_Goal_
Revise the material below by replacing every occurrence of "black" with "dark gray", leaving all other text unchanged.

****************************************

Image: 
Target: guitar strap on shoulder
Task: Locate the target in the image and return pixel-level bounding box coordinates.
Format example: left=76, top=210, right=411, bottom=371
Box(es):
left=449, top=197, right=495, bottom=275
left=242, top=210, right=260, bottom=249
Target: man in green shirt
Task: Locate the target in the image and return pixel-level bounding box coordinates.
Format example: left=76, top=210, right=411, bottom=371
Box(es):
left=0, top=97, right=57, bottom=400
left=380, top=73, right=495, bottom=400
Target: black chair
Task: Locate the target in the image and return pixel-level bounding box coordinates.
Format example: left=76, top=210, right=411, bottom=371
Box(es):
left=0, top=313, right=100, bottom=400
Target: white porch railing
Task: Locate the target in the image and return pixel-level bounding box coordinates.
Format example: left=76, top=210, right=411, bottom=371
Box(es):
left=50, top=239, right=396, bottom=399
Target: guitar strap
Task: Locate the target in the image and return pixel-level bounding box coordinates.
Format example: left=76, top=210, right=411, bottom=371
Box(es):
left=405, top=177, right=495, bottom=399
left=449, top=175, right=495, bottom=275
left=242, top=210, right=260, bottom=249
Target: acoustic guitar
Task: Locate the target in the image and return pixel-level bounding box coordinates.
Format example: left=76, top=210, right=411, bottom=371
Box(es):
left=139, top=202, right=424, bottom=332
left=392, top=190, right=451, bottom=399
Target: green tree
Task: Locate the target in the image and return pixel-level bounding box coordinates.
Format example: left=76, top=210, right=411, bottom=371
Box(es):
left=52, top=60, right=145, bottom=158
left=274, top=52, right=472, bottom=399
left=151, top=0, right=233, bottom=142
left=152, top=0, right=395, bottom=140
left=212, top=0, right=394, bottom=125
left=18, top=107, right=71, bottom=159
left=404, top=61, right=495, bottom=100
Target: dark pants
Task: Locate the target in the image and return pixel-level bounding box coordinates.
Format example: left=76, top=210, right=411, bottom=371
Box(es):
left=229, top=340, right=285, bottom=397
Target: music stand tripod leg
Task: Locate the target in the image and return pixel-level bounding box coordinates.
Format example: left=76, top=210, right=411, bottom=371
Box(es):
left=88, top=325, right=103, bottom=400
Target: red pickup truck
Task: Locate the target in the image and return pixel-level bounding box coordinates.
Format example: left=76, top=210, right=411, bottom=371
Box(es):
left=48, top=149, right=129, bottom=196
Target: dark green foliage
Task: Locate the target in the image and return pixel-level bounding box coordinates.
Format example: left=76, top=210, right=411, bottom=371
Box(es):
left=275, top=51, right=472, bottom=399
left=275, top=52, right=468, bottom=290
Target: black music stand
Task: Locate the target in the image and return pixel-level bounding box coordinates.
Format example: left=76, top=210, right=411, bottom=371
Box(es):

****************************************

_Exercise solution_
Image: 
Target: guitar strap on shoulder
Task: Locate the target in the image and return pixel-level bounding box coordinates.
Format example: left=76, top=210, right=411, bottom=371
Box(es):
left=449, top=197, right=495, bottom=275
left=242, top=210, right=260, bottom=249
Target: man in green shirt
Task: Locate the target in the image and return pixel-level bounding box coordinates.
Format example: left=76, top=210, right=411, bottom=371
Box(es):
left=0, top=97, right=57, bottom=400
left=380, top=73, right=495, bottom=400
Target: dark gray chair
Task: Locate the target in the image and return pixel-level bounding box coordinates.
Format example: left=76, top=210, right=411, bottom=371
Box(es):
left=0, top=313, right=100, bottom=400
Target: white porch railing
Task: Locate the target in the image and return pixel-level bounding box coordinates.
Format example: left=76, top=210, right=411, bottom=371
Box(es):
left=50, top=239, right=396, bottom=399
Target: guitar strap
Task: Locate the target in the image and return pixel-level bounding box coordinates.
Format example: left=76, top=210, right=411, bottom=371
Box(es):
left=405, top=177, right=495, bottom=399
left=449, top=175, right=495, bottom=275
left=242, top=210, right=260, bottom=249
Target: acoustic guitar
Task: Locate the target in the image and return pixel-level bounding box coordinates.
Format example: left=76, top=210, right=411, bottom=371
Box(es):
left=139, top=202, right=424, bottom=332
left=392, top=190, right=451, bottom=399
Target: green tree
Task: Locate the target in the image and return pixel-level bounding box coordinates.
Format example: left=76, top=210, right=411, bottom=371
Box(es):
left=52, top=60, right=145, bottom=158
left=274, top=52, right=472, bottom=399
left=151, top=0, right=233, bottom=142
left=152, top=0, right=395, bottom=140
left=212, top=0, right=394, bottom=125
left=18, top=107, right=71, bottom=159
left=404, top=61, right=495, bottom=100
Target: dark pants
Task: Locate the target in the image and return pixel-level bounding box coordinates.
Format example: left=76, top=210, right=411, bottom=371
Box(es):
left=229, top=340, right=285, bottom=397
Target: music stand tripod leg
Task: Locate the target in the image and return pixel-level bounding box coordinates.
Format example: left=76, top=210, right=411, bottom=371
Box(es):
left=88, top=325, right=103, bottom=400
Target: red pickup truck
Task: Locate the target in the image and return pixel-level bounding box coordinates.
Format example: left=76, top=210, right=411, bottom=371
Box(es):
left=48, top=149, right=129, bottom=196
Target: dark green foliage
Task: Locate the target in the image and return pixel-level bounding box coordinates.
Format example: left=76, top=210, right=411, bottom=371
Box(es):
left=275, top=51, right=472, bottom=399
left=275, top=52, right=468, bottom=290
Target: dark gray music stand
Task: Locate the target in the image and return pixel-level bounding box coordinates.
Format example: left=76, top=210, right=411, bottom=371
Box(es):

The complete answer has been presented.